It is often said that a striker can either be a great goalscorer or a scorer of great goals, but rarely both. In Charlie Austin, QPR have a player who breaks the mould.

Austin took his total for the season to 14 with his match-winning brace against Huddersfield Town on Saturday. He is now the Championship’s fourth-highest scorer, behind Leeds United’s Ross McCormack, Burnley’s Danny Ings and Jordan Rhodes at Blackburn.

Once again, it was not just Austin’s impressive scoring rate which caught the eye, it was the quality, timing and importance of the goals, against a Huddersfield side which matched QPR for every inch of ground and departed feeling they should have taken at least a point.

That they did not was entirely down to QPR’s prolific forward. Austin’s first, taken on the run after Andy Johnson’s clever flick-on, was drilled with clinical precision past Alex Smithies. It was the striker’s first sight of goal all afternoon, finished emphatically.

His second came less then 10 minutes after Nahki Wells had poached a deserved equaliser for Huddersfield. Benoit Assou-Ekotto floated in a corner, and Austin showcased another side of his game, sending a powerful header down and into the bottom corner.

Austin is occasionally – and unfairly – described as a ‘fox in the box’, yet he is much, much more than that. It is true that one attribute of his game is a poacher’s instinct. In a goalmouth scramble, it is invariably Austin poking in a winner, or scrambling in an equaliser.

It is a skill he honed in non-league football with Hungerford and Poole, and perfected at Swindon, Burnley and latterly at QPR.

But as an all-round striker, there are few better in the Championship. The late, late headed winner against Doncaster Rovers, the 30-yard thunderbolt against Charlton Athletic, a dinked finish at Millwall and a close-range tap-in at home to Birmingham City - all very different goals, but all expertly taken at crucial moments from a player at the peak of his form.

Austin’s record is all the more striking because he is playing in a QPR team which go for long periods of every match finding new ways not to get the ball to their striker.

Against Huddersfield, as in many home games this season, Rangers laboured through the first half, only for Austin to relieve the tension with a moment of individual quality.

Austin has been asked to play on his own in a 4-2-3-1 formation, or with a strike partner in a 4-4-2. The result has been the same: goals. His partnership with Johnson has had occasional chances to blossom this season but been hamstrung by the latter’s injury problems.
....
Using the report on Charlie Austin, decide whether each statement agrees with it, answering yes or no and quoting the words that decide it: (a) Austin reached 14 goals for the season with his two goals against Huddersfield Town. (b) Austin is the Championship's top scorer. (c) Austin scored his second goal against Huddersfield with a header from a corner. Rely only on the text above when working through what comes next.
....
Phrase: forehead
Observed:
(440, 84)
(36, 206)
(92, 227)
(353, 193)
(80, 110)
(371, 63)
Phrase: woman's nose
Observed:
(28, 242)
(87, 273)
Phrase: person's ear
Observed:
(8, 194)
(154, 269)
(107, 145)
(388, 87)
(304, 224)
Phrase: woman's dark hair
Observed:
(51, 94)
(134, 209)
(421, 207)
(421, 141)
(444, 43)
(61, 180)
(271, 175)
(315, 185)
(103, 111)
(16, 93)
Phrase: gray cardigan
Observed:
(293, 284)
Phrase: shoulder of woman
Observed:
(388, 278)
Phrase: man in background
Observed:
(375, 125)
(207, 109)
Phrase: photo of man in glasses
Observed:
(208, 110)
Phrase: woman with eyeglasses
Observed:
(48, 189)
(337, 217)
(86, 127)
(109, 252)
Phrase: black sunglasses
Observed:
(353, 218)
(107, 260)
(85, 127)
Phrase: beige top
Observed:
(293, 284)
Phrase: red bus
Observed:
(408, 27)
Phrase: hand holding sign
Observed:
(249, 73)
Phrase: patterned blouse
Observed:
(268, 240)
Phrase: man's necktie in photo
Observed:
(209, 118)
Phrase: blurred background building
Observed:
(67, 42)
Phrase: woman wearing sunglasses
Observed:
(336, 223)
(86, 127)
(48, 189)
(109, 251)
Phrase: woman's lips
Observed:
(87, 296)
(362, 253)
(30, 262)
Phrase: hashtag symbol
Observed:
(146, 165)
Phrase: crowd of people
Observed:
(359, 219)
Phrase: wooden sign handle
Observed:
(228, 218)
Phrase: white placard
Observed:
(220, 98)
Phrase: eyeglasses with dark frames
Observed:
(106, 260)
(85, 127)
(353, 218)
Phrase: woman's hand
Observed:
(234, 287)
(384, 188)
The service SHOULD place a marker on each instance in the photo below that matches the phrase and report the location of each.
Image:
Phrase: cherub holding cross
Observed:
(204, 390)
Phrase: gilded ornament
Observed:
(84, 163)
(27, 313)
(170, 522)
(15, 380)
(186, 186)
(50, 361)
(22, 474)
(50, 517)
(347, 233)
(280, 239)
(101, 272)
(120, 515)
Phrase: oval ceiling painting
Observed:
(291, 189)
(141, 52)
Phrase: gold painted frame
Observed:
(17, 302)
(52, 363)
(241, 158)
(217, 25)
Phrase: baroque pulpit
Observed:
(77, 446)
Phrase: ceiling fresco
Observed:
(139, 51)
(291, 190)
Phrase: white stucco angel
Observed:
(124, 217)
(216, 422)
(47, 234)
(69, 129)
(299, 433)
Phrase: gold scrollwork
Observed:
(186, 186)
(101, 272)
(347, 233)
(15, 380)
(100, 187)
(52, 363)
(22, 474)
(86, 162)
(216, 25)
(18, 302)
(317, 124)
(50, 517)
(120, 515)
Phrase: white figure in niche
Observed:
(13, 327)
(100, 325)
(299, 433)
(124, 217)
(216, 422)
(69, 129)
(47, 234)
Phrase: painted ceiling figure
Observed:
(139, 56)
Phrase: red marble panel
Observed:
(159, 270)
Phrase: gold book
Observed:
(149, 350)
....
(EXERCISE ANSWER):
(a) Yes: "Austin took his total for the season to 14 with his match-winning brace against Huddersfield Town on Saturday."
(b) No: "He is now the Championship’s fourth-highest scorer"
(c) Yes: "Benoit Assou-Ekotto floated in a corner, and Austin showcased another side of his game, sending a powerful header down and into the bottom corner."